• TASK LIST:
1/ Answer these from the article on the Mayo Clinic's coronavirus task force:
(a) How old is Andrew Badley?
(b) How many full-time research personnel does the Mayo Clinic have?
(c) What role does Dr. James Cerhan hold?
2/ Pick up the article on the Mayo Clinic's coronavirus task force after its final sentence and write what follows.

• PAGE EXCERPT:
[Start of Attachment]

Like the rest of the world, the Mayo Clinic's Dr. Andrew Badley hadn't heard of the deadly virus scientists refer to as SARS-CoV-2 until reports emerged from China in December. But it was as if his nearly four decades as an infectious disease specialist had prepared him for this moment.
Now Badley, a 55-year-old HIV research specialist as comfortable in the lab as he is bedside in a clinic, chairs the Mayo Clinic's novel coronavirus research task force, an urgent operation that is quite literally all hands on deck.
The budget? In a time of austerity, that's a complicated question — but he has Mayo's full support for researchers and talent. The timeline? As fast as scientifically possible.
When the Mayo Clinic — one of the world's top research hospitals, with more than 4,000 full-time research personnel — tapped Badley to lead the task force that approves COVID-19 research proposals, he became the lead of one of the most aspirational projects in medicine. More than half of Mayo's research staff is working on coronavirus-related projects.
"Mayo can do big things," said Dr. James Cerhan, a Mayo epidemiologist on Badley's task force. "But this is once in a generation, once in 100 years, that we've had to organize like this so fast, both on the clinical and research sides."

[End of Attachment]

• AVAILABLE DATA:
[Start of Attachment]

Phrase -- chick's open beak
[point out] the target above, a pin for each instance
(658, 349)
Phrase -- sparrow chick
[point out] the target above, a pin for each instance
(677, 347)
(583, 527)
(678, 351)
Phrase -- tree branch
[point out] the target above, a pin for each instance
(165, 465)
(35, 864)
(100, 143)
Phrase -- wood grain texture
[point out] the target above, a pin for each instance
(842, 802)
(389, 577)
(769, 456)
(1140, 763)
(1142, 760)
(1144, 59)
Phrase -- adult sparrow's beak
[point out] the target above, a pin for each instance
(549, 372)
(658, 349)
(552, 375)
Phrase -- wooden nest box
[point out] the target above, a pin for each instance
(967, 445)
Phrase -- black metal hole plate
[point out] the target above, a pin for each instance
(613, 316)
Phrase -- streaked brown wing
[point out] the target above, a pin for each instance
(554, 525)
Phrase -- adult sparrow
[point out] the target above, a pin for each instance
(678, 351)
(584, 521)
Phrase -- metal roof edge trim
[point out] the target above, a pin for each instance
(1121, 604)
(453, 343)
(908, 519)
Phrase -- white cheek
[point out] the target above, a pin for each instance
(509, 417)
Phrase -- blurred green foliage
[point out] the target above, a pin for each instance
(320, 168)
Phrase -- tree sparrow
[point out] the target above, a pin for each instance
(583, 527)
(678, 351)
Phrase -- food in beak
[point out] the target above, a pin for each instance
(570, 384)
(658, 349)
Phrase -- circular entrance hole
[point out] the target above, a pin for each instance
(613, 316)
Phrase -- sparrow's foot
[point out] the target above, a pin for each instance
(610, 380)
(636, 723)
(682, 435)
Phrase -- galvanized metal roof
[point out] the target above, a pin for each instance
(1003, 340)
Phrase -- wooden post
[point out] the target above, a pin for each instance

[End of Attachment]

• PER-TASK OUTPUTS:
1/
(a) He is 55 years old.
(b) It has more than 4,000.
(c) He is a Mayo epidemiologist on Badley's task force.

2/
When Vice President Mike Pence visited Mayo last week, Badley was part of his tour, explaining Mayo's portfolio of COVID research projects. He told the vice president the scientific world is in a much better place with COVID-19 than in the early days of HIV, when it took months to find the virus, years to understand the viral proteins and more than a decade to create drugs that target those proteins. With COVID-19, the virus was identified within weeks, and roughly 800 clinical trials are already underway worldwide for potential therapies.
In a career dedicated to fighting one of history's most destructive pandemics — HIV has killed some 32 million worldwide to date — Badley's life since mid-March has felt like a scientific déjà vu: a new path strikingly similar to one he's trod before, only with a much accelerated pace.
"From day one we were being inundated with ideas," Badley said. "The interest and dedication and outpouring of thought and ideas in the scientific community — within Mayo and around the globe — is stunning."